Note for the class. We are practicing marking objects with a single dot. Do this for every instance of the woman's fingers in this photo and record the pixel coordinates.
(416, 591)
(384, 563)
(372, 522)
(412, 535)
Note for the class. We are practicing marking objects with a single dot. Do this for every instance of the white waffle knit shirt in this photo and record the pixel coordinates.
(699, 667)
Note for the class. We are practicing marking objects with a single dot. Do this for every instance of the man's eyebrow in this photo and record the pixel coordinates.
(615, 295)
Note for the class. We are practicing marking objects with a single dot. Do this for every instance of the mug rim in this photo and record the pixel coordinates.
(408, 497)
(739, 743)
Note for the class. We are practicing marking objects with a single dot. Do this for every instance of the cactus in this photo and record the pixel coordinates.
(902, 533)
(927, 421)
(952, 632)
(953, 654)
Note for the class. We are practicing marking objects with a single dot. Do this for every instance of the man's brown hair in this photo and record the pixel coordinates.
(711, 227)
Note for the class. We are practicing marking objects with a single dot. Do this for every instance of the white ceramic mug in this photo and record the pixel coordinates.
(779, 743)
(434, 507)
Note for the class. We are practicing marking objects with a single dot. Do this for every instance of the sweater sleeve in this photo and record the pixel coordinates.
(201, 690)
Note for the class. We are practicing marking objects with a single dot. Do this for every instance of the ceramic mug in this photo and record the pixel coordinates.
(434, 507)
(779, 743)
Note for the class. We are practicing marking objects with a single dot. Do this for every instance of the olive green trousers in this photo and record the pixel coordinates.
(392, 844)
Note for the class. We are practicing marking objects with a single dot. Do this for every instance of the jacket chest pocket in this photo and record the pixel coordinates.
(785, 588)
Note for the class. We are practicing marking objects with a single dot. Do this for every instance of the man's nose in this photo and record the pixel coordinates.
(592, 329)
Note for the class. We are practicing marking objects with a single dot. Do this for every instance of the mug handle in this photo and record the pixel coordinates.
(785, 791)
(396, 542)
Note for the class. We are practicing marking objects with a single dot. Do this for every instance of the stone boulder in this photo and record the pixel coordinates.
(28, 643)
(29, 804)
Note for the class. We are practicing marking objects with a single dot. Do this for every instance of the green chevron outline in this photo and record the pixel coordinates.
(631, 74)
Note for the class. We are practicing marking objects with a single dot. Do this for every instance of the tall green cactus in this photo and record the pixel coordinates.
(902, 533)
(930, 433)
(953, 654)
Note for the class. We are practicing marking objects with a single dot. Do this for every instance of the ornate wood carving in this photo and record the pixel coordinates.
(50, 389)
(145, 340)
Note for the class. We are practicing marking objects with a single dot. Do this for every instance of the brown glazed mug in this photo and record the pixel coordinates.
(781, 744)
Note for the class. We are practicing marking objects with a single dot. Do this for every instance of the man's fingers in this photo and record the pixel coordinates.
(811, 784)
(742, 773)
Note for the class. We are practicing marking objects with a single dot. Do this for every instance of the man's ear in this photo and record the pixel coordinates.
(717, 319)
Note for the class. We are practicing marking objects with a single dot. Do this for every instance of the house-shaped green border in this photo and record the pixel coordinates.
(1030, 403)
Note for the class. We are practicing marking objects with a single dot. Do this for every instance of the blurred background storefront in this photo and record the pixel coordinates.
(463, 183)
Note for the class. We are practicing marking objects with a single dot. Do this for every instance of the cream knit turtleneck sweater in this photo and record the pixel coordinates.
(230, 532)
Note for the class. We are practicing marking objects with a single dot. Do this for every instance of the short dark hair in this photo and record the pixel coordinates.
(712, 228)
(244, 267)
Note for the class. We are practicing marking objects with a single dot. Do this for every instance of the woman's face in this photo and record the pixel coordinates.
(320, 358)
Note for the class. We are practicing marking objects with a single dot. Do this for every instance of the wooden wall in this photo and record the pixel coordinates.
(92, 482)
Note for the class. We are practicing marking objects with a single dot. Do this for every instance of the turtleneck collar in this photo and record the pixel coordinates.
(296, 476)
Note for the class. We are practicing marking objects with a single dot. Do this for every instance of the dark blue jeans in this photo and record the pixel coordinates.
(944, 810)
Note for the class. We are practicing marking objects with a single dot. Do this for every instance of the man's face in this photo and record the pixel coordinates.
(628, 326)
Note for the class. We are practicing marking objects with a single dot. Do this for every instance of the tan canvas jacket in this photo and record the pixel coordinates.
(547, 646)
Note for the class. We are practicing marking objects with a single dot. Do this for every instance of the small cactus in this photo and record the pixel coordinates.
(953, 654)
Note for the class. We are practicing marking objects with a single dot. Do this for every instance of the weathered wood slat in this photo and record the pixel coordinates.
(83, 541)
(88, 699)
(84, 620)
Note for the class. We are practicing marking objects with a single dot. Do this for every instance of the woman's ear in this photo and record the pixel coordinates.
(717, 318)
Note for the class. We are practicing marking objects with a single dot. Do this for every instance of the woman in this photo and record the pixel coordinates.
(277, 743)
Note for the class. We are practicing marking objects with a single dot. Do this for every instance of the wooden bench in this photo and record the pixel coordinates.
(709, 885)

☆ ☆ ☆ ☆ ☆

Consigne → Recopiez mot pour mot les lignes des données ci-dessus, en partant de la ligne qui contient « of the green » et en vous arrêtant après celle qui contient « (1030, 403) ». Ces deux lignes sont incluses.

Réponse →
Note for the class. We are practicing marking objects with a single dot. Do this for every instance of the green chevron outline in this photo and record the pixel coordinates.
(631, 74)
Note for the class. We are practicing marking objects with a single dot. Do this for every instance of the tall green cactus in this photo and record the pixel coordinates.
(902, 533)
(930, 433)
(953, 654)
Note for the class. We are practicing marking objects with a single dot. Do this for every instance of the ornate wood carving in this photo and record the pixel coordinates.
(50, 389)
(145, 340)
Note for the class. We are practicing marking objects with a single dot. Do this for every instance of the brown glazed mug in this photo and record the pixel coordinates.
(781, 744)
Note for the class. We are practicing marking objects with a single dot. Do this for every instance of the man's fingers in this photo and record the pixel coordinates.
(811, 784)
(742, 773)
Note for the class. We are practicing marking objects with a single dot. Do this for every instance of the man's ear in this photo and record the pixel coordinates.
(717, 319)
Note for the class. We are practicing marking objects with a single dot. Do this for every instance of the house-shaped green border in this photo and record the pixel coordinates.
(1030, 403)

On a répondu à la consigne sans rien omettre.